Request -> Swap "pine tree" for "oak tree" throughout the items below, and write them out again with nothing else changed.

START Stored records

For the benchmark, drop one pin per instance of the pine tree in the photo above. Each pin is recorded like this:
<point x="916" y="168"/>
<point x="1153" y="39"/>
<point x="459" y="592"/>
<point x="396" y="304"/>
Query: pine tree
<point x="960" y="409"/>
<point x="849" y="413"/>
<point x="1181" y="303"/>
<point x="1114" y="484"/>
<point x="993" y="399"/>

END Stored records

Solved exercise ->
For the benchmark, drop one pin per instance of the oak tree in the photo above. Each pin is recorded like this:
<point x="916" y="168"/>
<point x="1153" y="39"/>
<point x="459" y="592"/>
<point x="396" y="304"/>
Query: oak tree
<point x="960" y="409"/>
<point x="849" y="413"/>
<point x="1181" y="303"/>
<point x="1114" y="484"/>
<point x="993" y="399"/>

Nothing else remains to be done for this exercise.